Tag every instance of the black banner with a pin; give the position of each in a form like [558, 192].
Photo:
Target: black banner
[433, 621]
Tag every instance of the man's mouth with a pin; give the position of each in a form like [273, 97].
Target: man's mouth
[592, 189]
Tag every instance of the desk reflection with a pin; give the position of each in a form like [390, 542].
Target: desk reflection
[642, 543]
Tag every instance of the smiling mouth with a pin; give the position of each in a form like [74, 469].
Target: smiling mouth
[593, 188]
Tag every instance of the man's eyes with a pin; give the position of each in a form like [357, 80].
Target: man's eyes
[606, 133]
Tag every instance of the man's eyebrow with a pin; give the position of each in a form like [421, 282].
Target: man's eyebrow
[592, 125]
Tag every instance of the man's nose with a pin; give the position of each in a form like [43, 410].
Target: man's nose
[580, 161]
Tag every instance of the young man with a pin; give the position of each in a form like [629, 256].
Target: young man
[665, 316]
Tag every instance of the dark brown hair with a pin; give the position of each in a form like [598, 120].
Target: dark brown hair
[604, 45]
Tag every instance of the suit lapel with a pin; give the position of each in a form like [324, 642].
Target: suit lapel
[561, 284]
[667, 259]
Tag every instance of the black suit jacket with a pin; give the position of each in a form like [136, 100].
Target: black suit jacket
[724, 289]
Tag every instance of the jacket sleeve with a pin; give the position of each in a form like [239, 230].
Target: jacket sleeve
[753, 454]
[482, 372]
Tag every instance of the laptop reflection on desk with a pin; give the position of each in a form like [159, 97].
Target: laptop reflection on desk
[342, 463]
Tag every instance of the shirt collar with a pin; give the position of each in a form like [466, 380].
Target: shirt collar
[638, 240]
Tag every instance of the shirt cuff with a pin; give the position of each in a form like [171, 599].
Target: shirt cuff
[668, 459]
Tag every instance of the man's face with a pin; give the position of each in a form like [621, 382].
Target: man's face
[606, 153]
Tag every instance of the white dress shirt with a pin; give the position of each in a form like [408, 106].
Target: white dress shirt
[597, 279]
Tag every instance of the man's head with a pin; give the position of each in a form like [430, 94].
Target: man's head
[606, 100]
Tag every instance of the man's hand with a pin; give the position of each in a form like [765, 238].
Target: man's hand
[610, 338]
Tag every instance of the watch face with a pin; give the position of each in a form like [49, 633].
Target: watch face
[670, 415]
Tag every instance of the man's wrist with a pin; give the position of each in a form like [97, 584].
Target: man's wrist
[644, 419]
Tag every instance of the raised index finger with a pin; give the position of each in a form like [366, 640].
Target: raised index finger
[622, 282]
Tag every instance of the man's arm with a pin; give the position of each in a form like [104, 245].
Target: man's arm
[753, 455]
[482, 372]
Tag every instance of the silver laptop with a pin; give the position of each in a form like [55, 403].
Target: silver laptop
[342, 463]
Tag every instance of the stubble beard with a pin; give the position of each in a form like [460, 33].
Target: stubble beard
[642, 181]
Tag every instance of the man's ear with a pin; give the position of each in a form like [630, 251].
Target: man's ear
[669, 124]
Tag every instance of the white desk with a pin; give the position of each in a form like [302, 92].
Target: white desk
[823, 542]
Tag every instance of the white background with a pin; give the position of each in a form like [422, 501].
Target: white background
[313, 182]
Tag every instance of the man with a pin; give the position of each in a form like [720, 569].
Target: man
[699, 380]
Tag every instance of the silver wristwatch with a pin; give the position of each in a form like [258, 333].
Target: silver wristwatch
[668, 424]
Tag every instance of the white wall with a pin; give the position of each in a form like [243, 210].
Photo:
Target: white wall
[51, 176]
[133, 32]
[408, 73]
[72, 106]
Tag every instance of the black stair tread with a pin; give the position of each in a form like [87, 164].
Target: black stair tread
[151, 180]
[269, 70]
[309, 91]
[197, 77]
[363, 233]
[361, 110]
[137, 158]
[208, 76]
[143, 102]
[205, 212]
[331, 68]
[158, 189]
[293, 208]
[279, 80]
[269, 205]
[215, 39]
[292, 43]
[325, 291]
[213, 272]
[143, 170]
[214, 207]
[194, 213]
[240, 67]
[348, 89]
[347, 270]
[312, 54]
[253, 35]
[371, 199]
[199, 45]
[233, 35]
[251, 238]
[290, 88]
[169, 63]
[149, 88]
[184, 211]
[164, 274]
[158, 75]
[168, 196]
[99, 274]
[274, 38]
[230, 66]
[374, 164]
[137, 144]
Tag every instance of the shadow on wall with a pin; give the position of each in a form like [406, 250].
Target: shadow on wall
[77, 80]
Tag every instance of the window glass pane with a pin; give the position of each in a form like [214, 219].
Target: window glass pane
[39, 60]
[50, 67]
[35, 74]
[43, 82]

----------

▶ _WHAT YOU SHOULD DO_
Your task is to extract all of the records exactly.

▶ _WRITTEN ANSWER_
Tag every instance of the black banner with a pin; give the position of each in a form like [558, 192].
Photo:
Target: black banner
[433, 621]
Tag every instance of the man's mouth with a pin; give the position of each in a form like [273, 97].
Target: man's mouth
[592, 189]
Tag every instance of the desk reflection with a pin; give the position of each in a form like [390, 542].
Target: desk reflection
[642, 543]
Tag every instance of the smiling mouth with a pin; give the position of each in a form like [74, 469].
Target: smiling mouth
[593, 188]
Tag every instance of the man's eyes with a pin; give the position of each in a form like [357, 80].
Target: man's eyes
[606, 133]
Tag every instance of the man's eyebrow with a pin; give the position of each in a form like [421, 282].
Target: man's eyebrow
[592, 125]
Tag every instance of the man's nose with a pin; give the position of each in a form like [43, 410].
Target: man's nose
[580, 161]
Tag every instance of the young man with a pin; give the position of each in a form like [629, 256].
Target: young man
[665, 316]
Tag every instance of the dark brown hair with a pin; give the position of each in a form like [598, 120].
Target: dark brown hair
[604, 45]
Tag every instance of the suit lapel with a pin; give the position of each in a form like [324, 642].
Target: suit lapel
[561, 284]
[667, 259]
Tag every instance of the black suit jacket with a pin; give the position of each in a form like [136, 100].
Target: black suit jacket
[724, 289]
Tag every instance of the jacket sleeve with a pin; give the position of each in a form like [239, 230].
Target: jacket sleeve
[753, 454]
[482, 372]
Tag every instance of the laptop reflection on desk with a pin; give the position of each in a form like [159, 97].
Target: laptop reflection on desk
[342, 463]
Tag every instance of the shirt collar with a pin; give the position of each in a form like [466, 380].
Target: shirt collar
[638, 240]
Tag every instance of the shirt cuff with a pin; give the position of each in a form like [171, 599].
Target: shirt cuff
[668, 459]
Tag every instance of the man's face with a pin; give the position of each in a form like [621, 382].
Target: man's face
[606, 153]
Tag every instance of the white dress shirt with a pin; give the position of each in a form like [408, 106].
Target: white dress shirt
[597, 279]
Tag every instance of the man's head with a pin; give the position of each in a form like [430, 94].
Target: man's head
[606, 100]
Tag every instance of the man's hand with a pin; give the position of each in a form like [765, 238].
Target: man's hand
[610, 338]
Tag every instance of the watch face with a pin; give the position of each in a form like [49, 633].
Target: watch face
[670, 415]
Tag every instance of the man's wrist with a pin; give the position of each in a form like [97, 584].
Target: man's wrist
[644, 419]
Tag every instance of the raised index finger with a pin; give the position of each in a form like [366, 640].
Target: raised index finger
[622, 282]
Tag every instance of the man's arm with a pin; give the position of each in a form like [104, 245].
Target: man's arm
[753, 455]
[482, 372]
Tag every instance of the silver laptop with a pin; give the position of each in a form like [55, 403].
Target: silver laptop
[342, 463]
Tag every instance of the stubble beard with a pin; give the position of each in a form like [460, 33].
Target: stubble beard
[642, 181]
Tag every instance of the man's ear with a pin; give the position of each in a form like [630, 251].
Target: man's ear
[669, 124]
Tag every instance of the white desk with a pin; give the position of each in a form like [302, 92].
Target: white desk
[823, 542]
Tag every instance of the white background with a pin; give the position of each in a form like [422, 501].
Target: white background
[313, 182]
Tag every instance of the man with a pin; give the position of each in a form like [720, 569].
Target: man
[699, 380]
Tag every instance of the silver wristwatch with a pin; give the position of each in a form like [258, 333].
Target: silver wristwatch
[668, 424]
Tag every instance of the white wall with a pin; give the position of each in a form like [243, 210].
Photo:
Target: white wall
[51, 176]
[133, 32]
[408, 73]
[72, 106]
Tag every instance of the black stair tread with a pin; give the position of each in a form like [87, 164].
Target: black stair tread
[151, 180]
[269, 70]
[309, 91]
[197, 77]
[363, 233]
[361, 110]
[137, 158]
[208, 76]
[143, 102]
[205, 212]
[331, 68]
[158, 189]
[293, 208]
[279, 80]
[269, 205]
[215, 39]
[292, 43]
[325, 291]
[213, 272]
[143, 170]
[214, 207]
[194, 213]
[240, 67]
[348, 89]
[347, 270]
[312, 54]
[253, 35]
[371, 199]
[199, 45]
[233, 35]
[251, 238]
[290, 88]
[169, 63]
[149, 88]
[184, 211]
[164, 274]
[158, 75]
[168, 196]
[99, 274]
[274, 38]
[230, 66]
[374, 164]
[137, 144]
Tag every instance of the shadow on wall with a pin; give the position of each in a form like [406, 250].
Target: shadow on wall
[77, 80]
Tag every instance of the window glass pane with a pin; give the position of each in a form like [214, 219].
Target: window glass pane
[39, 60]
[50, 67]
[35, 74]
[43, 82]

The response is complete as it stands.